## Direction 1
Extract from the write-up on Thee Sinseers the passage between "Catching up with" and "spite of it.", inclusive, copying it word for word.
## Direction 2
For each statement, say yes or no according to the write-up on Thee Sinseers, and quote the words in it that settle the matter: (a) Sinseerly Yours started as a four-piece and grew into an eleven-member ensemble. (b) The band did the final mix of Love Stories themselves. (c) The band's parents appear in the album art.

## Extract provided
THEE SINSEERS “LOVE STORY” 18/09 (colemine records/konkurrent)
“did ya know?” https://www.youtube.com/watch?v=TJtMF9UA0NA

Live Trix Antwerp  27 sept 26

Catching up with Thee Sinseers ahead of their new Colemine Records release, Love Stories, one thing becomes abundantly clear: this is not an LP that explores a neat and tidy love story.

The vision of love put forth on this record is full-spectrum. Think of the seminal 1993 East LA film Blood In Blood Out — three protagonists bound together through hardship, strife, and diverging roads, who ultimately circle back to reckon with why they remain. It's a similar story here. Love Stories isn't interested in the happy ending. It's interested in everything that comes before it, after it, and in spite of it.

Of course, none of this is accidental. More than a new record, Love Stories is a portrait of a band that has finally grown into itself — one that knows exactly who it is and isn't shy about saying so. As Quiñones puts it: "It's a solidifying statement of where we are now. This is our style."

Bassist Christopher Manjarrez described that confidence as something you can hear: "Everything was just that notch up." In contrast to Sinseerly Yours, which had developed organically from a four-piece into an eleven-member ensemble, Love Stories was built from the ground up as a collective effort — every role established before the band entered the studio. "We went in knowing these are the roles that are gonna be played by these people," Quiñones says. "Everybody was considered wholeheartedly in every arrangement aspect."

That collective approach extended into the sonic choices themselves. Every member zoomed out — listening not just to their own parts but to the record as a whole, what Quiñones calls thinking like "a beautiful painting" rather than a collection of individual tracks. With that foundation in place, the band handed the final mix to engineer Kelly Finnigan. "We could get so far with our opinions," Quiñones admits, "but at the end of the day there's still 10 or 11 of us trying to figure out what's right." The band also leaned into earthier instrumentation — standup bass, guitars run through amplifiers for a warmer sixties-adjacent tone — pulling inspiration from wherever it presented itself, even the most unlikely of places. It's that cross-genre thinking that Quiñones sees as the record's defining quality. "It didn't feel like we were making soul music at any point," he says. "It felt like we were making our music."

But the sonic ambition of Love Stories only tells half the story. The band sought to capture something more honest than a highlight reel — showcasing the highs and lows of romantic relationships while expanding the frame to include the familial, the complicated, and the unresolved. On "Let's Fall In Love (Again)," Quiñones's protagonist pleads for a second chance before stopping mid-song to acknowledge his own role in the heartbreak — trading wishful fantasy for something far more honest. It's that kind of emotional candor that runs throughout the record. The band's parents appear in the album art, their own love stories folded into the record's visual identity, some of those stories still standing, others not. As Manjarrez puts it: "Every single song title directs you down a different road of love — whether you win or lose." Quiñones wanted listeners to sit with that ambiguity. "Love is never-ending," he says. "It stretches beyond lifetimes. I want people to still be confused — I want it to be left like an open book."

## Dataset extract

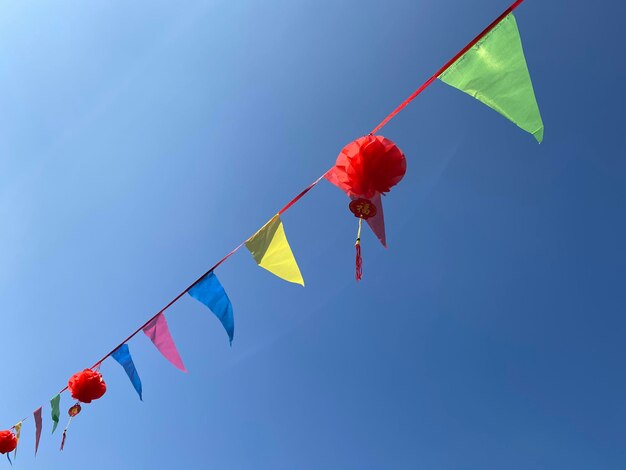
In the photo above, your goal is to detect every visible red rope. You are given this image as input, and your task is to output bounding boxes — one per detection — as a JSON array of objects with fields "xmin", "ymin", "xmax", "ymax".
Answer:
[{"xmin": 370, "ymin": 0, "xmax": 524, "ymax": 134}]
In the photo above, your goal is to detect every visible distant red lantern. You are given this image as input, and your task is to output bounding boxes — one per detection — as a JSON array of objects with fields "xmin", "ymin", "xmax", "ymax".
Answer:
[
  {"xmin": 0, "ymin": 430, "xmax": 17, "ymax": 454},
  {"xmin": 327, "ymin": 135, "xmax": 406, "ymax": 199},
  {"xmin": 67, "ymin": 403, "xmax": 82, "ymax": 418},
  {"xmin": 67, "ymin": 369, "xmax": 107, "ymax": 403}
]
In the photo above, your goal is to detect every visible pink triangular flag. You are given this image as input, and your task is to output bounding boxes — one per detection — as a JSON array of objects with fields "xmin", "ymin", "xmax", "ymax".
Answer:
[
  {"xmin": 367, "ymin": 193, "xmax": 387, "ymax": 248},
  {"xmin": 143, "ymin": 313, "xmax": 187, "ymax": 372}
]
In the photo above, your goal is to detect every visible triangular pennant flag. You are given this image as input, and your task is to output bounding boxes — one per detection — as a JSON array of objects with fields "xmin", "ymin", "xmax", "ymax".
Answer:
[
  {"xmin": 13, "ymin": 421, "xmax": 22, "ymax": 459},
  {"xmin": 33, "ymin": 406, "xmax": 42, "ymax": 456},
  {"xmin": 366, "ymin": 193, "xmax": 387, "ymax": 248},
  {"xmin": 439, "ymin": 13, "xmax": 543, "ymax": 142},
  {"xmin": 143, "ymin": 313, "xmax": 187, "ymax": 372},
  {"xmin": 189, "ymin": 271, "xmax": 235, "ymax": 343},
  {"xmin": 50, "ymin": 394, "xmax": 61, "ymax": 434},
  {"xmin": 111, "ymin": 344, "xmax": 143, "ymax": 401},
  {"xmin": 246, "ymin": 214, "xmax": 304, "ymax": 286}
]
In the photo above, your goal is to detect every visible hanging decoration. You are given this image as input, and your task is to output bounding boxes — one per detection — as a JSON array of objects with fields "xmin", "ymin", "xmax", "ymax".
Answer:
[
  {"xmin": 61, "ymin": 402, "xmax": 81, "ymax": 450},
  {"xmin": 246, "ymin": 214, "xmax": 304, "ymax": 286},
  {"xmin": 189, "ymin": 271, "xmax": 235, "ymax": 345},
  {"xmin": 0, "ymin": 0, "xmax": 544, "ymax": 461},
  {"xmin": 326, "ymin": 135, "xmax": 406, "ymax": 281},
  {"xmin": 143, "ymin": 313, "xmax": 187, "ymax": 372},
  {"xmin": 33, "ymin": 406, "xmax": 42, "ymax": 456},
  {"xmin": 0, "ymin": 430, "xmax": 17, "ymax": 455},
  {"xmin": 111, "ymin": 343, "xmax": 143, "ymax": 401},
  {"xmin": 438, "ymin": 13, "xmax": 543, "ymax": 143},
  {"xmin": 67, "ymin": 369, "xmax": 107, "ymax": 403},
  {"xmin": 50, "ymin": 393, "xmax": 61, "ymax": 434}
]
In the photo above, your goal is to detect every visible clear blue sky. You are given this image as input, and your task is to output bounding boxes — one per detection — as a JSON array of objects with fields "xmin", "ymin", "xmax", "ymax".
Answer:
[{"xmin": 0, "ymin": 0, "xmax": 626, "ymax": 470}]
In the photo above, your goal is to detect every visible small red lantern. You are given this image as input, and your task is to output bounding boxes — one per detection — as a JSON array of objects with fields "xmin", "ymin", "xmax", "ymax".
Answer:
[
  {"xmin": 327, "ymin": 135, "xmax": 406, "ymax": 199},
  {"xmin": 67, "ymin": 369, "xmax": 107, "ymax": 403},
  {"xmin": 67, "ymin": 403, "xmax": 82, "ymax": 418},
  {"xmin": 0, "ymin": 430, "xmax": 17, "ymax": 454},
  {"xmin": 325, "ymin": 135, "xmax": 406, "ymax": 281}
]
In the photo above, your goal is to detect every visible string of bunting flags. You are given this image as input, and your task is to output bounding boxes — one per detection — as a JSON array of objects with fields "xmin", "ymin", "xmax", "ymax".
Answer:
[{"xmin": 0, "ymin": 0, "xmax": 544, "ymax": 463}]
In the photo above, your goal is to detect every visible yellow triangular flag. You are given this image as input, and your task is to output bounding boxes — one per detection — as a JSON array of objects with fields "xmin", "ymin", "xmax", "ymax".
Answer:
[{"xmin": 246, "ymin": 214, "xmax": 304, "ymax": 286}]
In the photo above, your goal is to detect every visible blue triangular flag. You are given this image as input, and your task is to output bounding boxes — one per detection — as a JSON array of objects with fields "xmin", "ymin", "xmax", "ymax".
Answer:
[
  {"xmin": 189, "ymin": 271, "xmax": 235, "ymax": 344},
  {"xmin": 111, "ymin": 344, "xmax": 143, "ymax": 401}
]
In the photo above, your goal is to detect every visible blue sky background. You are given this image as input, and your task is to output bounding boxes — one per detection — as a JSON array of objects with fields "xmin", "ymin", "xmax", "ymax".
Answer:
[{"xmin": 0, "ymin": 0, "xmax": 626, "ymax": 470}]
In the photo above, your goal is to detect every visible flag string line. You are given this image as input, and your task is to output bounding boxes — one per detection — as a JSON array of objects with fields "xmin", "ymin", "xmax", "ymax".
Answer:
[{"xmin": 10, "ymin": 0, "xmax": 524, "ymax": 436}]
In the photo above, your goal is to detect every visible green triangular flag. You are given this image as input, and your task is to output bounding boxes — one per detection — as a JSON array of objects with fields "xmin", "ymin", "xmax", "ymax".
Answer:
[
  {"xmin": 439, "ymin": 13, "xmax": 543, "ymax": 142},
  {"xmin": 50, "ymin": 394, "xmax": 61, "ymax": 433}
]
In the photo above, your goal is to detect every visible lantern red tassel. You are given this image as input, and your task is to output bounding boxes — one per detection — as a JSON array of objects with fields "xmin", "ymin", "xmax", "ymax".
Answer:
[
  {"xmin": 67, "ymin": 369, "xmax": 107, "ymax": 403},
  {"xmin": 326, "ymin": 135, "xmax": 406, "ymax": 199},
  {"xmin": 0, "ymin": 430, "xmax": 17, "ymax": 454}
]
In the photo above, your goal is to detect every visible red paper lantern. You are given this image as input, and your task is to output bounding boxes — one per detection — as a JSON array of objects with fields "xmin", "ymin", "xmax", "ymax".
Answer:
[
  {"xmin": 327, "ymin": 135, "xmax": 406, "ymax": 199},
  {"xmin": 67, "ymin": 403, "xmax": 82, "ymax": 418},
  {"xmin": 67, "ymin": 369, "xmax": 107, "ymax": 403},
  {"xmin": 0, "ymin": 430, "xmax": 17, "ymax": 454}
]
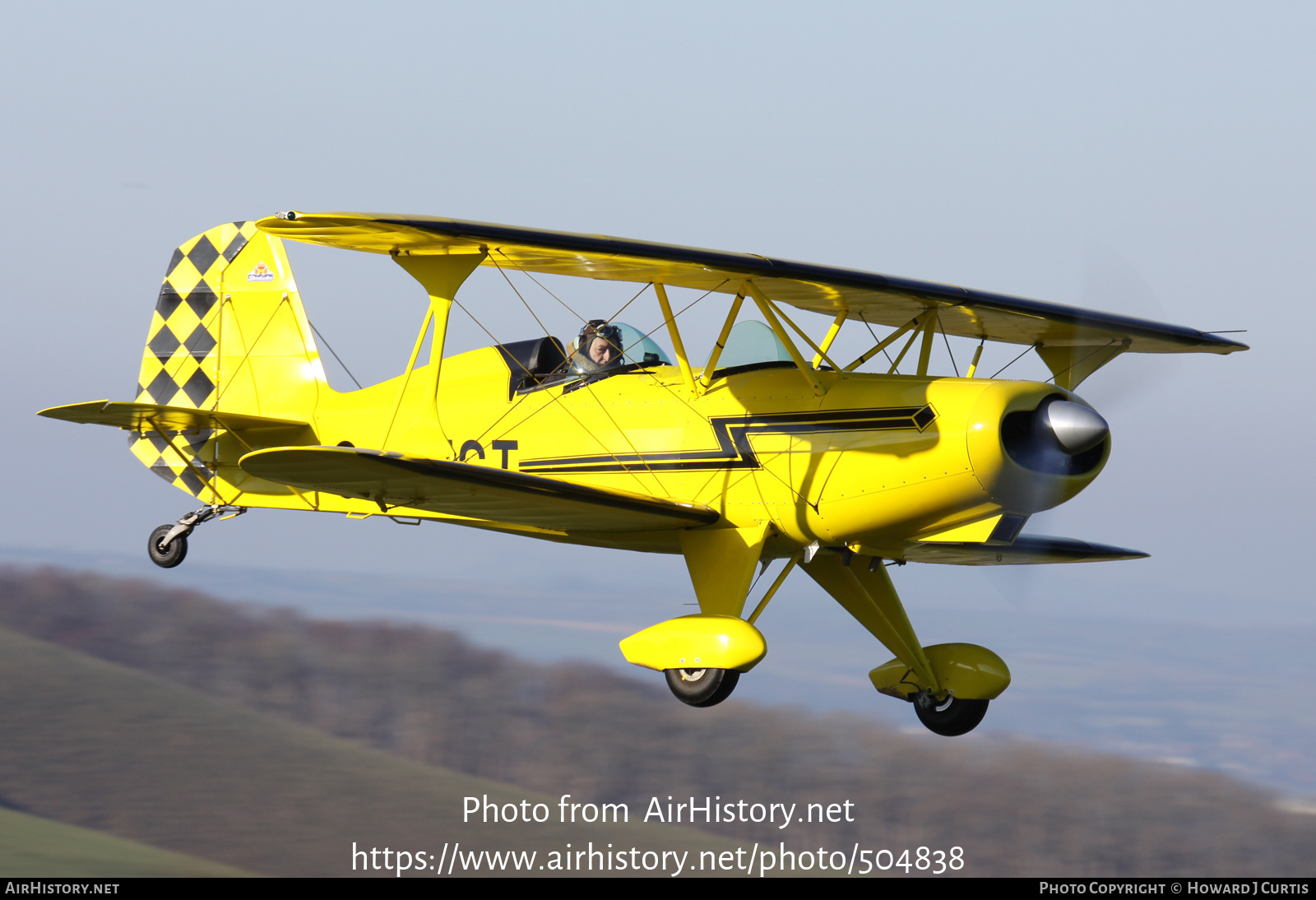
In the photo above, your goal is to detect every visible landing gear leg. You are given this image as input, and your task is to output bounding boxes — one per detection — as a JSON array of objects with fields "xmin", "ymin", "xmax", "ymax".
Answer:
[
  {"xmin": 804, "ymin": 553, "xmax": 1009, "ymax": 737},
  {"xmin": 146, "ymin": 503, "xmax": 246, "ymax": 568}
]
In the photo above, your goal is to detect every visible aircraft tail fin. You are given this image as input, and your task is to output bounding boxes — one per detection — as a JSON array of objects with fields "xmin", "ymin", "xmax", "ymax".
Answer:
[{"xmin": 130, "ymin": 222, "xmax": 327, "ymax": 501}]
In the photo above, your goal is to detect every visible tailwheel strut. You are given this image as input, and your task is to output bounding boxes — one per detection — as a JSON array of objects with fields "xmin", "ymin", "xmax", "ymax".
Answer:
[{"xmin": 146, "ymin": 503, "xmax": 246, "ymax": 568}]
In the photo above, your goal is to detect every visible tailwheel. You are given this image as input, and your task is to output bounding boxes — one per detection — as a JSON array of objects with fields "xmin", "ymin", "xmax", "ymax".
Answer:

## Expected answer 1
Catching up with Thee Sinseers ahead of their new Colemine Records release, Love Stories, one thing becomes abundantly clear: this is not an LP that explores a neat and tidy love story.

The vision of love put forth on this record is full-spectrum. Think of the seminal 1993 East LA film Blood In Blood Out — three protagonists bound together through hardship, strife, and diverging roads, who ultimately circle back to reckon with why they remain. It's a similar story here. Love Stories isn't interested in the happy ending. It's interested in everything that comes before it, after it, and in spite of it.

## Expected answer 2
(a) Yes: "Sinseerly Yours, which had developed organically from a four-piece into an eleven-member ensemble"
(b) No: "the band handed the final mix to engineer Kelly Finnigan"
(c) Yes: "The band's parents appear in the album art"